## Listed entries
Start of Block
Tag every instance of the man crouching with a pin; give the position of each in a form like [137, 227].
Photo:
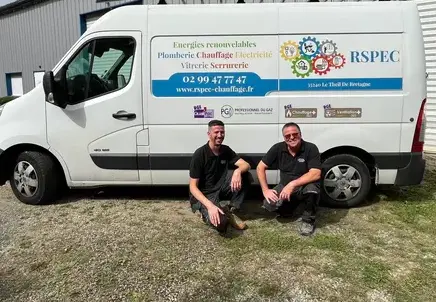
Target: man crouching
[212, 179]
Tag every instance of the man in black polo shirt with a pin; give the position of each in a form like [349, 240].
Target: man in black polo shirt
[299, 164]
[212, 178]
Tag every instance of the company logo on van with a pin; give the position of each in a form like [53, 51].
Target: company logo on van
[312, 56]
[228, 111]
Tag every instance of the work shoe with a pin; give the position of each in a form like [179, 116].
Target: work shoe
[235, 224]
[306, 228]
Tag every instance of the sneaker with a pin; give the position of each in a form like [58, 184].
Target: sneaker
[306, 228]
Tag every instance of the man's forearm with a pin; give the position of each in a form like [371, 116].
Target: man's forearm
End of Block
## What is being asked
Restate word for word the lines from the one holding "Tag every instance of the man's" to the end of the listing, both ends included, and nothing more.

## Exercise solution
Tag every instance of the man's forearm with a pin; give the position of each in a form like [371, 116].
Target: man's forearm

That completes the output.